=== ACTION ITEM ===
The records should be copied out again with no alteration.

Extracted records
● ● ●
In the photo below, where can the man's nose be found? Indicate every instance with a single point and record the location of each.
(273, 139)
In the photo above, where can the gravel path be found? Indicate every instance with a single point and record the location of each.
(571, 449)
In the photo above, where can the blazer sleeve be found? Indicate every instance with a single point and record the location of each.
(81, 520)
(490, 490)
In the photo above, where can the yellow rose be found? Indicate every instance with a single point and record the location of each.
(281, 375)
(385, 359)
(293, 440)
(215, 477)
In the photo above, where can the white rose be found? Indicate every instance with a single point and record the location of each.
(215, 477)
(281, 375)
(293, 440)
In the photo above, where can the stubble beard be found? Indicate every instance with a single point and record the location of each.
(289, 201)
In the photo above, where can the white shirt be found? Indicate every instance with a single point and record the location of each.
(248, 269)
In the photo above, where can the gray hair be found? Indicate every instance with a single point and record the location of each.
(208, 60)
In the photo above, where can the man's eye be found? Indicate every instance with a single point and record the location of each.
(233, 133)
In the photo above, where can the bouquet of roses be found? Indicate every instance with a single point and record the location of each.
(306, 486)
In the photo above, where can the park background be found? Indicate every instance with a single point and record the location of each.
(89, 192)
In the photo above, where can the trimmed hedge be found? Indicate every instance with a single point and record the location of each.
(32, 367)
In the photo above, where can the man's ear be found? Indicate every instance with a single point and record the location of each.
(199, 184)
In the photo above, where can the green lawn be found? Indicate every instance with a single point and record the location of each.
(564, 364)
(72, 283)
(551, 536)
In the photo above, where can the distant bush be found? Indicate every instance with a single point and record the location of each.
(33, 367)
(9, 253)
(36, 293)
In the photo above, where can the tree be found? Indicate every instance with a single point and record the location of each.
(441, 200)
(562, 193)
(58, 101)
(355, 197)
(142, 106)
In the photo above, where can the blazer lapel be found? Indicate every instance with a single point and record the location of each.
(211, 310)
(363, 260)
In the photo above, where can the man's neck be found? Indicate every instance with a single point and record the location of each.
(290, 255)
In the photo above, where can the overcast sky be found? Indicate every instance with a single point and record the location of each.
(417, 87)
● ● ●
=== EXERCISE RESPONSE ===
In the photo below, where can the man's nose be found? Indicate every instance with a single point and record the location of each.
(273, 139)
In the photo above, where can the gravel path be found? Indicate every instance with a single point and record the location of each.
(571, 449)
In the photo above, where can the blazer sleeve be found? Indicate every instance with a single point and record the location of each.
(81, 520)
(490, 490)
In the photo above, where can the yellow rose be found? Indicate every instance with a single point and record the location of each.
(281, 375)
(385, 359)
(293, 440)
(215, 477)
In the photo above, where can the white rose be found? Indicate every instance with a single point and record the location of each.
(215, 477)
(281, 375)
(293, 440)
In the photo above, where can the stubble beard be found? Indicate every instance with a single point and record the location of each.
(289, 201)
In the photo above, where can the white shirt be found? Indicate every instance with a single point and record the location of each.
(248, 269)
In the photo above, where can the gray hair be found? Indicate every instance with a single point and record the location of each.
(208, 60)
In the photo above, where can the man's eye be found? Indicate every instance with a single point and record the location of each.
(233, 133)
In the photo above, where can the bouquet of roses be found? Indicate every instance with a single point and record the location of each.
(306, 486)
In the photo above, where can the park background be found? Indicate every instance with a single point and record the location of each.
(89, 192)
In the photo above, where can the trimmed hedge be found? Indicate every instance with a single point and record the location of each.
(32, 367)
In the photo above, where can the man's ear be found? Indicate every instance with a single point and record the location of each.
(199, 184)
In the photo above, where can the green lawn be found? Indicate every instance with a single point and record the location of each.
(564, 364)
(72, 283)
(551, 536)
In the photo above, where can the distant bush be found? Indicate every instance with a single point and record the location of each.
(33, 367)
(9, 253)
(36, 293)
In the photo above, where can the tree be found? Indicate every instance with a single point and record the location of each.
(441, 200)
(562, 193)
(58, 101)
(355, 197)
(142, 106)
In the photo above, where can the blazer lapel be found? Indicate every instance with a single point and record the location of each.
(211, 310)
(363, 260)
In the photo above, where can the man's neck be found? Indicate every instance with a single point and record the location of each.
(290, 255)
In the photo above, where can the overcast sky be found? Indicate every instance with a single point and record the location of each.
(417, 87)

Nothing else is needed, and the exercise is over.